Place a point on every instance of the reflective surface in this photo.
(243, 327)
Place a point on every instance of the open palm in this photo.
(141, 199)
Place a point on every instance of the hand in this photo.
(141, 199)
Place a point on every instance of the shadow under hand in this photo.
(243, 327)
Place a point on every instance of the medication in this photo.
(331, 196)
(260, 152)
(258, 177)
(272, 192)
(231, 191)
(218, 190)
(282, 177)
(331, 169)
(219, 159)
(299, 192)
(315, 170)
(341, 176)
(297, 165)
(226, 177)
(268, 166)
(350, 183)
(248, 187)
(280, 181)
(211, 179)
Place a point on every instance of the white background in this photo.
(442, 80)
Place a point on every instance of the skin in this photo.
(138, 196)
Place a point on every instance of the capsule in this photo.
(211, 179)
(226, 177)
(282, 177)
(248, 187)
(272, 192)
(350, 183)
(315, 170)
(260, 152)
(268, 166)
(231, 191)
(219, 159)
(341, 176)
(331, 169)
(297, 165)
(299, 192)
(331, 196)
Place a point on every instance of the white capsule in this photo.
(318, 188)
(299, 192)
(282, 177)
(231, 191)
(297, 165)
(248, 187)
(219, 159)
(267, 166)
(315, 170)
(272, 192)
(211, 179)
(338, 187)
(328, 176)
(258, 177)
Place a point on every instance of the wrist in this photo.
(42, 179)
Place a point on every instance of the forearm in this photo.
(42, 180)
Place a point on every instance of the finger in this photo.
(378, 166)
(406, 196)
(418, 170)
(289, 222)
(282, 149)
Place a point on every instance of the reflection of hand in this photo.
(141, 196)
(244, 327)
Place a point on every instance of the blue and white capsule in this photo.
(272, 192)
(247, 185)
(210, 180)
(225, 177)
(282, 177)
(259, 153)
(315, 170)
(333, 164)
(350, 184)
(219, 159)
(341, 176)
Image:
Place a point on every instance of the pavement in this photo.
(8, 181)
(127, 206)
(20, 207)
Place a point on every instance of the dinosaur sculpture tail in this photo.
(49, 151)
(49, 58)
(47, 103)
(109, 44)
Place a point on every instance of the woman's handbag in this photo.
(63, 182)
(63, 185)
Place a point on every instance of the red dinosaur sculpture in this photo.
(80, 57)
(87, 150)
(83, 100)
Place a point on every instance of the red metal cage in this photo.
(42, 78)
...
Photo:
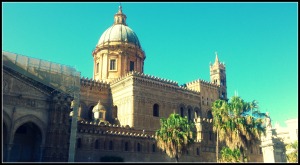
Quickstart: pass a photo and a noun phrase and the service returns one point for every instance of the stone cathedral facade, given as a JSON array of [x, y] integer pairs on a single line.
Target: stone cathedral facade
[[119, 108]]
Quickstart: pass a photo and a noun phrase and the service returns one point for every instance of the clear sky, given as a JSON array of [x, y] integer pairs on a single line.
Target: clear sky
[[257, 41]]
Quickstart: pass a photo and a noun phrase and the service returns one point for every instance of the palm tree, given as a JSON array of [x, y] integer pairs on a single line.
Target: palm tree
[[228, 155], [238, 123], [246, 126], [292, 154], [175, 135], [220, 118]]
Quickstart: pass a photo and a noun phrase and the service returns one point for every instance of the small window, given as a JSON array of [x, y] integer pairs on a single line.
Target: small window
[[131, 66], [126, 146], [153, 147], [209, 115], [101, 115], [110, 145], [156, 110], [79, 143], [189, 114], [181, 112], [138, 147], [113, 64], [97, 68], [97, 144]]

▶ Required work
For every line of the material above that contains the word "single", show the line.

▶ Written response
Quickstart: pass a photo and a noun phrase and the service returns one point for every instance of the stone cathedral facade, given as a JSON array of [x, y] integer pairs on a single line.
Quickstart: pass a photo and a noun phrase and the service returns one point for every instance of the clear sky, given as a JSON array of [x, y] integer pairs on a single line.
Quickstart: pass a photo and a noun phrase and the service returns one point for every instance of the palm tree, given as a JSON array of [x, y] integer pairs on a single line.
Quickstart: pass a photo and a noun phrase and the service returns one point for every instance of the small window, given as a JSON array of [x, y] integer pairs on a single line.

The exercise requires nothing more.